DATA SUPPLIED:

******

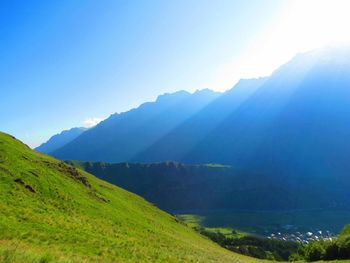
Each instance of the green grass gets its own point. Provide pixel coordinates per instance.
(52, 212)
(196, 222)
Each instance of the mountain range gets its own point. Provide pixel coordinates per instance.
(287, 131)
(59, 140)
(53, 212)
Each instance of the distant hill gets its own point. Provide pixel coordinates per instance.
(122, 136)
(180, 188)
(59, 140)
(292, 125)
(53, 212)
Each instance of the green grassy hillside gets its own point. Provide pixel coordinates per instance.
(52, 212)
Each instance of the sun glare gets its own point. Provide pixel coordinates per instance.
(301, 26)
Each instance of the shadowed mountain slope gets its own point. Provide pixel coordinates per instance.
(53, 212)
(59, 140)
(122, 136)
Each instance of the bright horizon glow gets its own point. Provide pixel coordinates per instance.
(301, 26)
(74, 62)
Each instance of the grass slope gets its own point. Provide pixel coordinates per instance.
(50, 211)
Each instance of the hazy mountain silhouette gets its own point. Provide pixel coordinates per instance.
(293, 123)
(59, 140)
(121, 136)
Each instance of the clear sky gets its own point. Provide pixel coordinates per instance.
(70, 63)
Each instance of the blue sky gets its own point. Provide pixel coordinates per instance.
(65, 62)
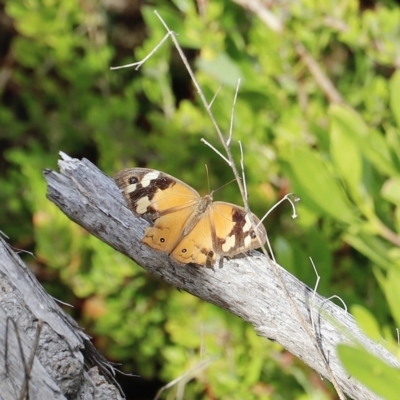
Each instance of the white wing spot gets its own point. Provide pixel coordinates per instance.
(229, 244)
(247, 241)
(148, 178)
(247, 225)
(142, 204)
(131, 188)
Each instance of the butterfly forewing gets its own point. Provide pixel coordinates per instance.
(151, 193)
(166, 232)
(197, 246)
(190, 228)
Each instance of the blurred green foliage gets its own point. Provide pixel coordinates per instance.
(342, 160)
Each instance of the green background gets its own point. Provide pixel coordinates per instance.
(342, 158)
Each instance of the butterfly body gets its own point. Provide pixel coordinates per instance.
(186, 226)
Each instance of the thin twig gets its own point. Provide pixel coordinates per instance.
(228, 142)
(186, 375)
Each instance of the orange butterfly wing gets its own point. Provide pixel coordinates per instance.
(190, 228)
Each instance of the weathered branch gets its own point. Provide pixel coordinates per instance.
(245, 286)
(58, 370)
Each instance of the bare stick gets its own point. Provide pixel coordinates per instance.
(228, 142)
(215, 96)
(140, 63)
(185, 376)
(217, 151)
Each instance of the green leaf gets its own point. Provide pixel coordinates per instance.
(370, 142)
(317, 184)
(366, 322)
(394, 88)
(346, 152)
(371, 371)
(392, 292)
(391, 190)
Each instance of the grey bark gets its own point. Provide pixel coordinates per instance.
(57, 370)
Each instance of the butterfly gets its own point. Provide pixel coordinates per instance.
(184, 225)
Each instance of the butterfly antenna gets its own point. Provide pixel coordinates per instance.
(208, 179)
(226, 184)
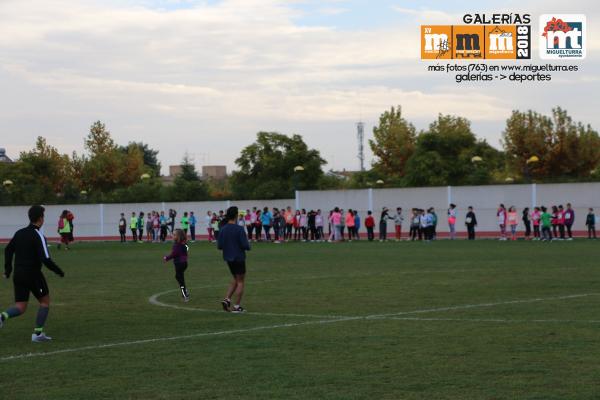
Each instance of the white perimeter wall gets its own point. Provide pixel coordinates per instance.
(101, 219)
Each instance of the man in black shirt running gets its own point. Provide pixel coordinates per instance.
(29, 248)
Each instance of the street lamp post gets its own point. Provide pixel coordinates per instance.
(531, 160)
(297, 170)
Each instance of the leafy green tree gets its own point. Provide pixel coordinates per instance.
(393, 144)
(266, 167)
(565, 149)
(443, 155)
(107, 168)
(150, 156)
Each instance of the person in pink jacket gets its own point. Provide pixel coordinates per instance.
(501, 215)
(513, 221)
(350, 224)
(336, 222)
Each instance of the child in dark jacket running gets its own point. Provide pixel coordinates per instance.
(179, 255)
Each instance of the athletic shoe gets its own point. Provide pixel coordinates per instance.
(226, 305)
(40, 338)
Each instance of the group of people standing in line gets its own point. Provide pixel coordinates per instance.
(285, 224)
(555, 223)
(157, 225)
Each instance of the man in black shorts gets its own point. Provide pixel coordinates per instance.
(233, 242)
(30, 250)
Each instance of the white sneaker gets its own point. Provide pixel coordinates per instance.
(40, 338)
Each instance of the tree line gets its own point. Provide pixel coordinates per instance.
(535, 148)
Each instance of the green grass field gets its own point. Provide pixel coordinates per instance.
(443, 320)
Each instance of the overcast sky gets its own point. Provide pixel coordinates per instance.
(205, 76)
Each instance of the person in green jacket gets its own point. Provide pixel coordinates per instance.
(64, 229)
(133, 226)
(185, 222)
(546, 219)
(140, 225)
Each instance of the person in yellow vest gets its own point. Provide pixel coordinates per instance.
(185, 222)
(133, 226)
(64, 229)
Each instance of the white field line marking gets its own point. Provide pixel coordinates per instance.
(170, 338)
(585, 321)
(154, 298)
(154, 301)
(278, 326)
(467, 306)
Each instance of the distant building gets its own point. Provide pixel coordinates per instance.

******

CHALLENGE:
Copy the listing above word for word, including every line of coordinates, and leave out the pictures.

OUTPUT:
Each instance of the green grass gets its own point. Provide pixel coordinates per instance.
(52, 212)
(196, 222)
Each instance of the mountain range gets its own point. Provide pixel coordinates per instance.
(287, 131)
(59, 140)
(53, 212)
Each instance of the distant hill gets its own point. Provide pixel coordinates per instance.
(122, 136)
(180, 188)
(59, 140)
(292, 125)
(53, 212)
Each instance of the green grassy hillside gets its own point. Provide pixel coordinates per instance.
(52, 212)
Each instance of the sun glare gets its own point. Provide pixel coordinates per instance.
(301, 26)
Each instance of the shadowed mountain slope gets its own point. Provide pixel coordinates per instance.
(53, 212)
(59, 140)
(122, 136)
Each instance of the bright horizon glow gets its own point. Provide pixel coordinates per instance.
(301, 26)
(74, 62)
Each instance of the grass slope gets its own point. Provide pixel coordinates per instance.
(50, 211)
Each instance of the hazy mountain silhouette gets its own point. Provide pixel coordinates per instance.
(293, 123)
(59, 140)
(121, 136)
Each instance of the clear sky gets its own point. Provide pixel coordinates per instance.
(70, 63)
Each instance of the blue sky gets its own point. Provide pixel coordinates per instance.
(65, 62)
Each instance of the white wing spot gets its own point. Provide pixel coordinates per instance.
(229, 244)
(247, 241)
(148, 178)
(247, 225)
(142, 204)
(131, 188)
Each instance of the butterfly forewing gets its own point. Provide pixel coordinates per instance.
(151, 193)
(166, 232)
(197, 246)
(190, 228)
Each instance of the blurred green foliage gets its own point. Provide pixel coordinates per instance.
(342, 160)
Each instance of the green background gets its own point. Provide pixel coordinates per instance.
(342, 158)
Each instance of the butterfly body gets its own point. Provide pixel coordinates per instance.
(186, 226)
Each instance of the thin twig gets its own point. Provide pixel coordinates per instance.
(228, 142)
(186, 375)
Each instance of the orange butterfly wing gets its own point. Provide pixel coordinates per instance.
(190, 228)
Each instance of the weathered branch gets its own point. Provide pixel coordinates per instance.
(245, 286)
(58, 370)
Each instance of the bare stick gets its own point. Provide pixel coordinates per instance.
(228, 142)
(215, 96)
(140, 63)
(185, 376)
(217, 151)
Each instance of the green leaf gets its own point. Provide pixel coordinates per instance.
(370, 142)
(317, 184)
(366, 322)
(394, 88)
(346, 152)
(371, 371)
(392, 292)
(391, 190)
Each instance of the grey bark gets its own point. Provide pixel coordinates per instance.
(57, 370)
Each instance of the butterfly gets its own point. Provide pixel coordinates per instance.
(184, 225)
Each instance of the butterfly antenna gets its own point. Provide pixel coordinates per instance.
(208, 179)
(226, 184)
Each instance of the white perimeter wall gets its own point. Provide pixel coordinates per instance.
(101, 219)
Each instance of the man in black shirt running gets its own point. Provide pixel coordinates per instance.
(29, 248)
Each instance of the street lamp post gets its own point. Provide pixel coordinates per instance.
(531, 160)
(297, 170)
Each instance of the leafy green tree gets its own point. Provide pixel coordinates per instance.
(393, 144)
(266, 167)
(565, 149)
(443, 155)
(107, 168)
(150, 156)
Each instance of the person in pink jacket gets its own point. Provide pixel coordinates per instance.
(501, 215)
(513, 221)
(350, 224)
(336, 222)
Each instance of the child in dark jacket running gets its own point. Provide pixel coordinates per instance.
(179, 255)
Each instance of the athletic shoe gets its own point. Provide pixel coordinates per instance.
(226, 305)
(40, 338)
Each instance of the group of people standing in line gets its own point. Provide pixel coordinates per instance.
(285, 224)
(555, 223)
(157, 225)
Each instance of the man in black shorts gets its own point. Provide pixel coordinates per instance.
(233, 242)
(30, 250)
Each instance of the white sneaker gets its own point. Provide pixel coordinates per instance.
(40, 338)
Each instance of the tree line gets its own point. Provide pixel coordinates per instance.
(535, 148)
Each instance of the green grass field gets its own point. Provide pixel coordinates per instance.
(443, 320)
Each instance of the overcast sky gets its own point. Provide pixel coordinates per instance.
(205, 76)
Each instance of the person in green jacket gets its own point. Provide pixel coordinates per instance.
(64, 229)
(133, 226)
(185, 222)
(546, 219)
(140, 225)
Each instance of the person in yellow vest gets its own point. Provide pixel coordinates per instance.
(185, 222)
(133, 226)
(64, 229)
Each instance of the white field line marking gets its own point. Provide pixel coordinates per instance.
(170, 338)
(585, 321)
(154, 298)
(154, 301)
(278, 326)
(467, 306)
Each instance of the distant building gets its own point. Provide pixel coordinates per instance.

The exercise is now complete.